* **Task prompt**
Repeat the lines below, starting with the line that contains "Tag treeline in this screenshot." and ending with the line that contains "[132,9,146,30]", including both of those lines.
++++ Input records ++++
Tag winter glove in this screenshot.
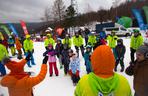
[69,70,72,76]
[25,52,32,62]
[42,56,48,64]
[76,70,79,77]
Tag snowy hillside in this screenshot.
[0,38,133,96]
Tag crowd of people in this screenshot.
[0,28,148,96]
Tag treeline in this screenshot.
[52,0,148,28]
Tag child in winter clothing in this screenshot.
[107,31,118,59]
[0,40,8,76]
[15,37,22,59]
[75,45,132,96]
[93,37,106,50]
[0,55,48,96]
[84,45,92,74]
[8,36,15,56]
[44,44,59,77]
[73,32,84,56]
[62,44,70,75]
[69,53,80,86]
[125,44,148,96]
[23,35,36,67]
[114,39,126,72]
[62,34,72,49]
[55,38,63,69]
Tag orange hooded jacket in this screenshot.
[15,38,22,50]
[0,59,47,96]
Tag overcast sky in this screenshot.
[0,0,125,22]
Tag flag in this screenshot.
[0,25,11,36]
[20,20,28,35]
[8,23,18,37]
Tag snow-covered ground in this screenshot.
[0,38,134,96]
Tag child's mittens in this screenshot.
[76,70,79,77]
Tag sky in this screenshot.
[0,0,125,23]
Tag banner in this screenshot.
[143,6,148,24]
[20,20,28,35]
[0,25,11,36]
[117,16,132,28]
[8,23,18,37]
[0,32,4,40]
[132,9,146,30]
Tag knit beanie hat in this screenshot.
[137,45,148,57]
[91,45,115,78]
[3,58,28,79]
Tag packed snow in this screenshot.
[0,38,134,96]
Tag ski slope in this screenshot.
[0,38,134,96]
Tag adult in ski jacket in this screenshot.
[130,30,143,62]
[73,32,84,56]
[23,35,35,67]
[44,34,55,49]
[0,55,48,96]
[75,45,132,96]
[0,41,8,76]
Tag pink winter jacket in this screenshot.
[48,51,56,63]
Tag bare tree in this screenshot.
[52,0,66,24]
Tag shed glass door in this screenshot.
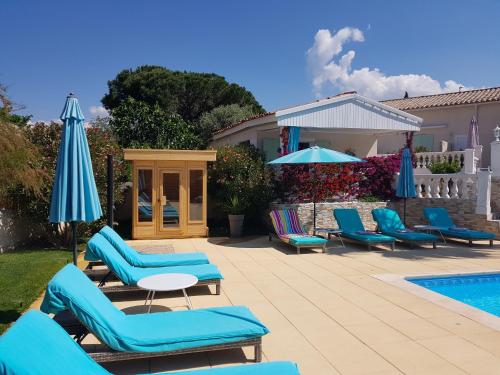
[159,171,182,230]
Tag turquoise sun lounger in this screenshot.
[85,225,209,268]
[40,264,269,361]
[87,233,222,294]
[372,208,439,249]
[333,208,396,250]
[424,207,496,247]
[0,310,299,375]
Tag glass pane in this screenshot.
[137,169,153,222]
[161,172,180,228]
[189,170,203,221]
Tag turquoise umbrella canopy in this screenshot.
[396,148,417,224]
[268,146,363,164]
[49,94,102,262]
[268,146,364,233]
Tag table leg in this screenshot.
[148,290,155,314]
[182,289,193,310]
[144,290,151,306]
[337,234,345,247]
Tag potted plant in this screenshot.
[226,195,247,238]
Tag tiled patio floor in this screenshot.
[99,237,500,375]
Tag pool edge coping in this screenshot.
[372,269,500,331]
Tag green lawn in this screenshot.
[0,249,72,334]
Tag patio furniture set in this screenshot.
[269,207,495,254]
[0,227,299,375]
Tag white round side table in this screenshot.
[137,273,198,313]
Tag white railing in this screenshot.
[415,173,477,199]
[415,148,477,174]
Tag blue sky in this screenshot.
[0,0,500,120]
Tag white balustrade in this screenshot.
[415,173,477,199]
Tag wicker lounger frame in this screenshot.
[54,311,262,363]
[55,314,262,363]
[88,337,262,363]
[441,233,495,247]
[269,232,326,254]
[340,234,396,251]
[387,238,437,249]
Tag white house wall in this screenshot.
[276,99,420,131]
[378,102,500,167]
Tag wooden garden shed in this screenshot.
[124,149,217,239]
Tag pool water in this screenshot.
[406,273,500,317]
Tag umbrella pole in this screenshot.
[313,165,317,236]
[71,221,78,266]
[403,198,406,226]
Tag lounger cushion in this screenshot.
[0,310,299,375]
[41,264,269,352]
[372,208,439,242]
[384,231,439,242]
[85,225,209,267]
[0,310,110,375]
[286,234,328,247]
[424,207,495,240]
[333,208,394,243]
[87,233,222,285]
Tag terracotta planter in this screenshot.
[227,215,245,238]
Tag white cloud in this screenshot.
[89,105,109,117]
[307,27,467,100]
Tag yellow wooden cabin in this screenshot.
[124,149,217,239]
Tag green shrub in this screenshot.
[8,122,128,248]
[427,160,462,174]
[208,145,274,220]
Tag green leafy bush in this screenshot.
[208,145,274,220]
[427,160,462,174]
[196,104,259,142]
[8,122,128,244]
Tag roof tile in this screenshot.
[382,87,500,111]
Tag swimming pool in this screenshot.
[406,273,500,317]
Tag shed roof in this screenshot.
[123,148,217,161]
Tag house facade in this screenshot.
[211,92,422,160]
[378,87,500,167]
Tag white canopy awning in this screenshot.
[275,93,422,132]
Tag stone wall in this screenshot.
[491,177,500,213]
[271,198,500,238]
[271,201,387,231]
[388,198,500,237]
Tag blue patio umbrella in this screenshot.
[396,147,417,225]
[49,94,102,265]
[268,146,363,231]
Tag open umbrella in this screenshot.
[268,146,363,230]
[396,147,417,225]
[49,94,102,265]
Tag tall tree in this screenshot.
[108,98,203,149]
[196,104,257,142]
[102,65,264,123]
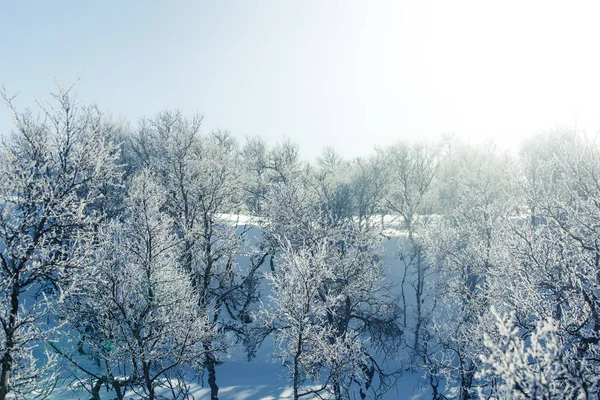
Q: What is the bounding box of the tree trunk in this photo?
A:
[204,344,219,400]
[0,273,20,400]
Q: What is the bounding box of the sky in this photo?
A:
[0,0,600,158]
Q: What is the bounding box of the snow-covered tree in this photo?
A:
[476,130,600,399]
[259,234,401,399]
[133,111,264,399]
[423,142,516,400]
[0,86,119,399]
[381,143,438,363]
[53,171,218,399]
[260,170,402,398]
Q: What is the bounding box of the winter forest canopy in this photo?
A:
[0,87,600,400]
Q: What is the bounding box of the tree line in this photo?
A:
[0,86,600,400]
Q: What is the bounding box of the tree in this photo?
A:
[483,132,600,399]
[423,142,517,400]
[0,86,119,399]
[53,171,219,400]
[133,111,264,400]
[381,143,439,362]
[260,170,402,399]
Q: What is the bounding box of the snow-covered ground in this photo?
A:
[47,220,438,400]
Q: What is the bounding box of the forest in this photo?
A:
[0,86,600,400]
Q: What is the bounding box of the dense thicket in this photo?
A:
[0,88,600,400]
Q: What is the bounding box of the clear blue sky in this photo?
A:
[0,0,600,157]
++++
* **Solved problem**
Tag treeline in this screenshot.
[52,0,148,28]
Tag child in winter clothing in this screenshot.
[107,31,118,59]
[0,40,8,76]
[15,37,22,59]
[75,45,132,96]
[93,37,106,50]
[0,55,48,96]
[84,45,92,74]
[8,36,15,56]
[44,44,59,77]
[73,32,84,56]
[62,44,70,75]
[69,53,80,86]
[125,44,148,96]
[23,35,36,67]
[114,39,126,72]
[62,34,72,49]
[55,38,63,69]
Tag orange hooded jacket in this screenshot.
[15,38,22,50]
[0,59,47,96]
Tag overcast sky in this screenshot.
[0,0,125,22]
Tag flag in this screenshot.
[0,25,11,36]
[20,20,28,35]
[8,23,18,37]
Tag snow-covered ground in this screenshot.
[0,38,134,96]
Tag child's mittens in this screenshot.
[76,70,79,77]
Tag sky in this screenshot.
[0,0,125,23]
Tag banner in this screenshot.
[143,6,148,24]
[20,20,28,35]
[0,25,11,36]
[117,16,132,28]
[8,23,18,37]
[0,32,4,40]
[132,9,146,30]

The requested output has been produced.